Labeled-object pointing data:
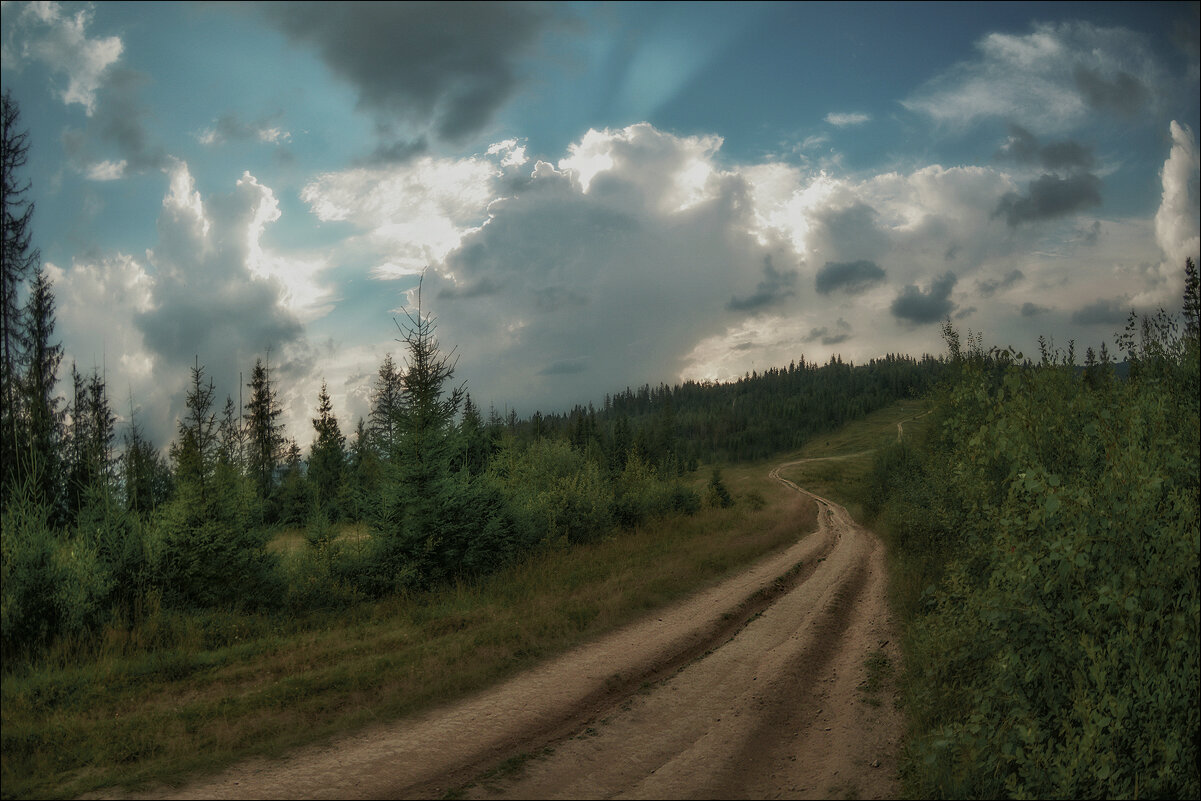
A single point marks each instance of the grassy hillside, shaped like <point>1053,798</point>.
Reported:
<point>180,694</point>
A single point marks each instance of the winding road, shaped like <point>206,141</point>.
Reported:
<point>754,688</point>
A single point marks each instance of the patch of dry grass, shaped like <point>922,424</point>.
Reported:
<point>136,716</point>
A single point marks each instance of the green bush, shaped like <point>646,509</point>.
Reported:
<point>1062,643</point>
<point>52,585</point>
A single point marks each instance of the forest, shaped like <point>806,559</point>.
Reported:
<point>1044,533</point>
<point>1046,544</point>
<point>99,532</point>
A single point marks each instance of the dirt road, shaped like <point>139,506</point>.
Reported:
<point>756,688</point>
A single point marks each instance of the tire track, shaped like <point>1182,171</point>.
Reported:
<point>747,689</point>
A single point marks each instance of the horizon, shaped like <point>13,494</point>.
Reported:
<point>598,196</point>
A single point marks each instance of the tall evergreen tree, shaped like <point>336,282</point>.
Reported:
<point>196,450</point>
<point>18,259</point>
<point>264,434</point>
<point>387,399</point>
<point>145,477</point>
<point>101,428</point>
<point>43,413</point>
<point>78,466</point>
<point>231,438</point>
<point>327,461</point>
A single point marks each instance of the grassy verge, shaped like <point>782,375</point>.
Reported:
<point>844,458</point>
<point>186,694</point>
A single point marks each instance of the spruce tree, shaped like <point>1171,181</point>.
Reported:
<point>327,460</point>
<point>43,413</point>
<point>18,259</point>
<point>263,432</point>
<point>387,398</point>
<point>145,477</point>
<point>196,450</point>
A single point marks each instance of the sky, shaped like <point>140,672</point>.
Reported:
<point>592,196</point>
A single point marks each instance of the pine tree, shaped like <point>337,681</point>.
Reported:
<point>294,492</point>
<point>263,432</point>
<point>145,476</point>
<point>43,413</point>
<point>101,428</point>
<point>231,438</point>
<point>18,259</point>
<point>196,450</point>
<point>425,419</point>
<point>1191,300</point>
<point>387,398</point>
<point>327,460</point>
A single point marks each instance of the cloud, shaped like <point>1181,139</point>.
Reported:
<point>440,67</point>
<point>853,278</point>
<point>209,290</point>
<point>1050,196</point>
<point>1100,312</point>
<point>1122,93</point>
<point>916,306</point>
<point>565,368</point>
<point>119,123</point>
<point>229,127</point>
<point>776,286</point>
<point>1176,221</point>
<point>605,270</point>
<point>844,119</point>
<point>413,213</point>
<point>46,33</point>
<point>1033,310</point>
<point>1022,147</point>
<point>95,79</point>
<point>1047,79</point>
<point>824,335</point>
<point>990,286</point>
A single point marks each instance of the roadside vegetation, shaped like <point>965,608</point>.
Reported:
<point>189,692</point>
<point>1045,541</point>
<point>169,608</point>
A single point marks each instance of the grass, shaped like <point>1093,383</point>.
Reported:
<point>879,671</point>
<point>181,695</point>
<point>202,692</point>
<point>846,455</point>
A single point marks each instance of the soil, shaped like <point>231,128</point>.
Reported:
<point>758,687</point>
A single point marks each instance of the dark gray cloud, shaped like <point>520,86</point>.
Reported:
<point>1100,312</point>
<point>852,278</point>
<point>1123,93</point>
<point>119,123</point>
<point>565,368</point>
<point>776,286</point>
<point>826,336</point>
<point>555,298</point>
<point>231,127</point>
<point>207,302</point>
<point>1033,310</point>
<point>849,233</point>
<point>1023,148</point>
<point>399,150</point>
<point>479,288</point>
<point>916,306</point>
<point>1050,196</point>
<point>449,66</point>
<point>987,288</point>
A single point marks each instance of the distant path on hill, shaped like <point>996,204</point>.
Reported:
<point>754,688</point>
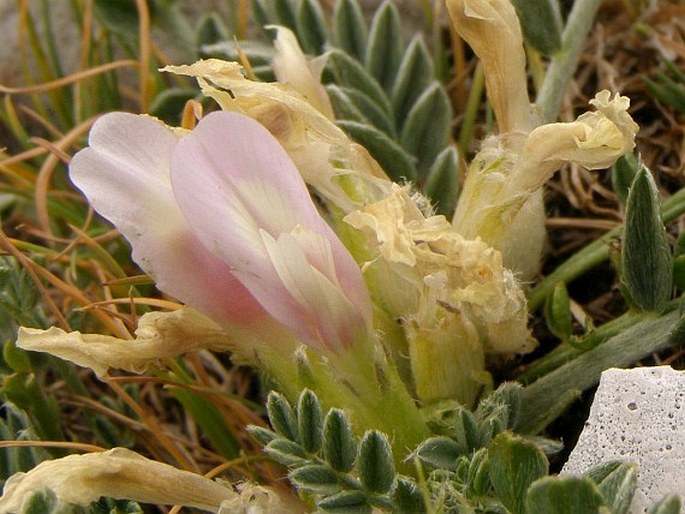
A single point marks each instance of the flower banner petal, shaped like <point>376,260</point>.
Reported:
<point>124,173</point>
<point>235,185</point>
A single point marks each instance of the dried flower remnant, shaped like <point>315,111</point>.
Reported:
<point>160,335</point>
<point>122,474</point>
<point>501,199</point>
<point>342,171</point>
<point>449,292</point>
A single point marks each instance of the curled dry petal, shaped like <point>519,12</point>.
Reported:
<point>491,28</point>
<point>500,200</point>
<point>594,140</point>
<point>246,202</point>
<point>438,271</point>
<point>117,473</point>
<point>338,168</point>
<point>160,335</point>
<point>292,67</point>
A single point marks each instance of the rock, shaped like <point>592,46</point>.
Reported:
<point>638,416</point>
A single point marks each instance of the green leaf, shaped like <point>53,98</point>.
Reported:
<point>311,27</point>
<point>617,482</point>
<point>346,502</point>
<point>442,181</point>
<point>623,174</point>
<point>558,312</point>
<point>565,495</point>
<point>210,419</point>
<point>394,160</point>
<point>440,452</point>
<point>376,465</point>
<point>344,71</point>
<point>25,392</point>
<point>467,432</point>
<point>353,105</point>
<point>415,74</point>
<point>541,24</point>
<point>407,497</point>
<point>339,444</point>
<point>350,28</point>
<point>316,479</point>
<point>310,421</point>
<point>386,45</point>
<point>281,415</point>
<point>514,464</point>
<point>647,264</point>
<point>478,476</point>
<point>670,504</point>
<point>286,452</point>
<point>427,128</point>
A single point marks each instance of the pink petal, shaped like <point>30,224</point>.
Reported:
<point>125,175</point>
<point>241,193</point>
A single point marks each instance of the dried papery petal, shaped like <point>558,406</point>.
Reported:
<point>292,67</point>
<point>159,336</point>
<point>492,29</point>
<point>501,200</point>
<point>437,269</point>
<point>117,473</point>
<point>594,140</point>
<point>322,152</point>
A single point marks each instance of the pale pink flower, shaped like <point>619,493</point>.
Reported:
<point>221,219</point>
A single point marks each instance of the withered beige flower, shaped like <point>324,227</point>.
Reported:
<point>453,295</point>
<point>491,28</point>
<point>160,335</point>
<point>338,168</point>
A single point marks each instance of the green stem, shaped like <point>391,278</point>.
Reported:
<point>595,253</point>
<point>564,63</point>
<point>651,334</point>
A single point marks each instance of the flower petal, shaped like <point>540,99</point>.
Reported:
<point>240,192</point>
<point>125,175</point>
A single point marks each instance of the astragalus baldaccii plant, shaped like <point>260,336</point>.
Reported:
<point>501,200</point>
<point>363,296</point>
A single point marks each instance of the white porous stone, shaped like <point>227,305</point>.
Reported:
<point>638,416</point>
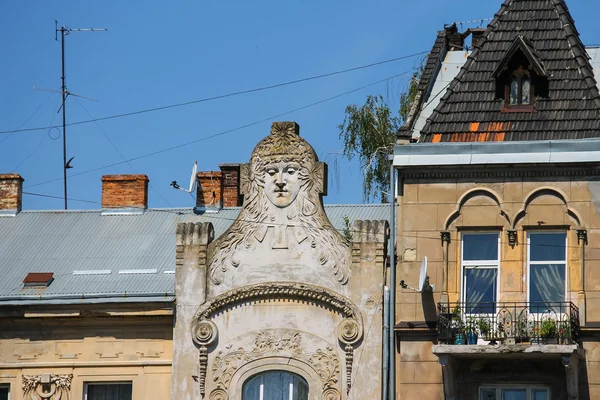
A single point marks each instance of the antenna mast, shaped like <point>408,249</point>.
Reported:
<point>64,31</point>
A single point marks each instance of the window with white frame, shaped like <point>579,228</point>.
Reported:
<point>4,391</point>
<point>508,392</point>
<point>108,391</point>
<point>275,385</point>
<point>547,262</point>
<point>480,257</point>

[Exercise instructions]: Reproduce all of the data above with each occurrence of "Reported" changed to "Located" and everything else left unchanged. Omit the pictures from your answer.

[Answer to the task]:
A single point marks each instance of the grassy hillside, shaped like <point>1053,798</point>.
Located:
<point>180,694</point>
A single point marks each instance of the winding road, shaped like <point>206,141</point>.
Located:
<point>754,688</point>
A single point marks each instance of the patch of dry grass, shaped like <point>922,424</point>.
Located:
<point>136,716</point>
A single point marks each instance of the green bush, shaped like <point>646,509</point>.
Located:
<point>1062,643</point>
<point>52,585</point>
A single point marks each instance of the forest, shaped like <point>806,559</point>.
Located:
<point>1044,533</point>
<point>1046,544</point>
<point>99,532</point>
A single point marks each instance of the dirt road, shaped like <point>139,506</point>.
Located:
<point>756,688</point>
A single point marks each instance of the tire track, shaped like <point>1182,171</point>.
Located:
<point>747,689</point>
A single point marks each instance of the horizon, shaped like <point>13,494</point>.
Located:
<point>598,196</point>
A single point marks each instance of the tall evergreen tree, shaped like <point>336,282</point>.
Located:
<point>196,450</point>
<point>18,259</point>
<point>264,434</point>
<point>387,399</point>
<point>145,477</point>
<point>101,428</point>
<point>43,413</point>
<point>78,466</point>
<point>231,438</point>
<point>327,461</point>
A single point marks each instance of the grassy verge, shaped like <point>782,375</point>.
Located:
<point>844,458</point>
<point>186,694</point>
A single point marks each instance of the spruce tree, shaped like <point>1171,181</point>.
Located:
<point>327,460</point>
<point>43,413</point>
<point>18,259</point>
<point>263,432</point>
<point>387,398</point>
<point>145,477</point>
<point>196,450</point>
A single point marks each instance of the sky, shaped like <point>140,672</point>.
Located:
<point>592,196</point>
A single point marks each instance of the pine tree, shaped like <point>337,681</point>.
Located:
<point>294,492</point>
<point>263,432</point>
<point>145,476</point>
<point>43,413</point>
<point>101,428</point>
<point>231,438</point>
<point>18,259</point>
<point>196,450</point>
<point>425,419</point>
<point>1191,300</point>
<point>387,398</point>
<point>327,460</point>
A single point marks each instance of the cloud, shaped like <point>1181,139</point>.
Located:
<point>440,67</point>
<point>853,278</point>
<point>209,290</point>
<point>1050,196</point>
<point>1100,312</point>
<point>1122,93</point>
<point>916,306</point>
<point>565,368</point>
<point>119,123</point>
<point>229,127</point>
<point>776,286</point>
<point>1176,221</point>
<point>605,270</point>
<point>844,119</point>
<point>413,213</point>
<point>46,33</point>
<point>1033,310</point>
<point>1022,147</point>
<point>95,79</point>
<point>1047,79</point>
<point>824,335</point>
<point>990,286</point>
A single point marks each instance of the roadside vegetation, shaped like <point>965,608</point>.
Located:
<point>189,692</point>
<point>1045,541</point>
<point>169,608</point>
A single point marks each instance of the grass, shaped like <point>1093,383</point>.
Located:
<point>879,671</point>
<point>181,695</point>
<point>202,692</point>
<point>846,455</point>
A single point marks each instance of the soil, shaped like <point>231,128</point>.
Located:
<point>758,687</point>
A single point marks each instance of the dark gray cloud, shaped like <point>520,86</point>.
Located:
<point>1100,312</point>
<point>852,278</point>
<point>1123,93</point>
<point>119,123</point>
<point>565,368</point>
<point>776,286</point>
<point>826,336</point>
<point>555,298</point>
<point>231,127</point>
<point>207,302</point>
<point>1033,310</point>
<point>849,233</point>
<point>1023,148</point>
<point>399,150</point>
<point>479,288</point>
<point>916,306</point>
<point>1050,196</point>
<point>449,66</point>
<point>987,288</point>
A single point marks each instance of the distant path on hill, shaped like <point>996,204</point>.
Located:
<point>754,688</point>
A single point marks each instance of the flower banner petal, shaped like <point>376,260</point>.
Located:
<point>124,173</point>
<point>235,185</point>
A single point marks each instance of the dried flower remnant, shaped like <point>315,111</point>.
Located:
<point>160,335</point>
<point>122,474</point>
<point>501,199</point>
<point>342,171</point>
<point>449,292</point>
A single point marks each instance of the curled dry petal, shaped like <point>519,12</point>.
Located:
<point>491,28</point>
<point>500,200</point>
<point>594,140</point>
<point>246,202</point>
<point>438,271</point>
<point>117,473</point>
<point>338,168</point>
<point>160,335</point>
<point>292,67</point>
A single point marks each instance of the rock, shaped like <point>592,46</point>.
Located:
<point>638,416</point>
A single point marks each instance of the green leaf, shaped like <point>53,98</point>.
Located:
<point>311,27</point>
<point>617,482</point>
<point>346,502</point>
<point>442,181</point>
<point>623,174</point>
<point>558,312</point>
<point>565,495</point>
<point>210,419</point>
<point>394,160</point>
<point>440,452</point>
<point>376,465</point>
<point>344,71</point>
<point>25,392</point>
<point>467,432</point>
<point>353,105</point>
<point>415,74</point>
<point>541,24</point>
<point>407,497</point>
<point>339,444</point>
<point>350,28</point>
<point>316,479</point>
<point>310,421</point>
<point>386,45</point>
<point>281,415</point>
<point>514,464</point>
<point>647,264</point>
<point>478,476</point>
<point>670,504</point>
<point>286,452</point>
<point>427,128</point>
A single point marks each instance of the pink petal, shaped like <point>30,224</point>.
Located:
<point>125,175</point>
<point>241,193</point>
A single point marks each instance of the dried papery petal, shaped like <point>558,406</point>.
Located:
<point>292,67</point>
<point>159,336</point>
<point>492,29</point>
<point>501,200</point>
<point>437,269</point>
<point>117,473</point>
<point>594,140</point>
<point>322,152</point>
A single point marks each instance of the pale pink flower, shaped like <point>619,493</point>.
Located:
<point>221,219</point>
A single point marks each instance of the withered beige flower, shaped like <point>324,227</point>.
Located:
<point>453,295</point>
<point>491,28</point>
<point>160,335</point>
<point>338,168</point>
A single point marks each instance of the green stem, shaped like <point>391,278</point>.
Located:
<point>595,253</point>
<point>564,63</point>
<point>651,334</point>
A single point marks each instance of the flower petal, shaped like <point>540,99</point>.
Located:
<point>240,192</point>
<point>125,175</point>
A single point marks each instance of the astragalus baldaccii plant, shaped like <point>260,336</point>.
Located:
<point>501,200</point>
<point>363,296</point>
A single point marks each instance of the white porous stone, shaped like <point>227,305</point>.
Located:
<point>638,416</point>
A single point marks each instance of the antenna mast, shaped like <point>408,249</point>.
Located:
<point>64,31</point>
A single point marks each instance of the window with white frame, shaped like <point>579,228</point>.
Located:
<point>4,391</point>
<point>508,392</point>
<point>108,391</point>
<point>275,385</point>
<point>547,262</point>
<point>480,257</point>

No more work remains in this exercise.